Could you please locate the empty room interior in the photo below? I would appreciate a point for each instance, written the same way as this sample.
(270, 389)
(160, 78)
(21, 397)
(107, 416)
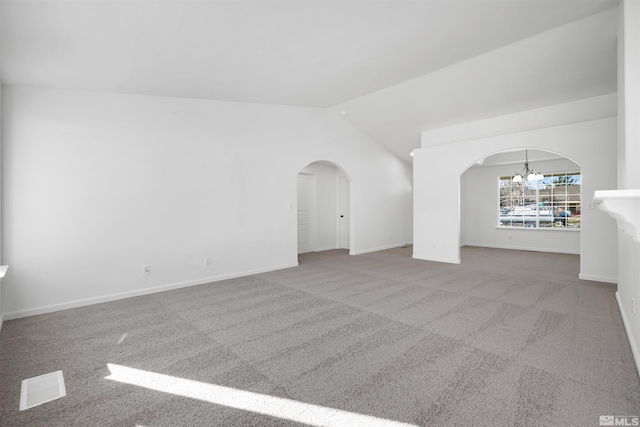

Task to carry out –
Nothing but the pictures may be dropped; output the records above exactly.

Answer space –
Could you please locate the empty room interior in the photo below? I would appreciate a point for each instance, written the same way as this sample.
(270, 389)
(160, 78)
(21, 397)
(107, 416)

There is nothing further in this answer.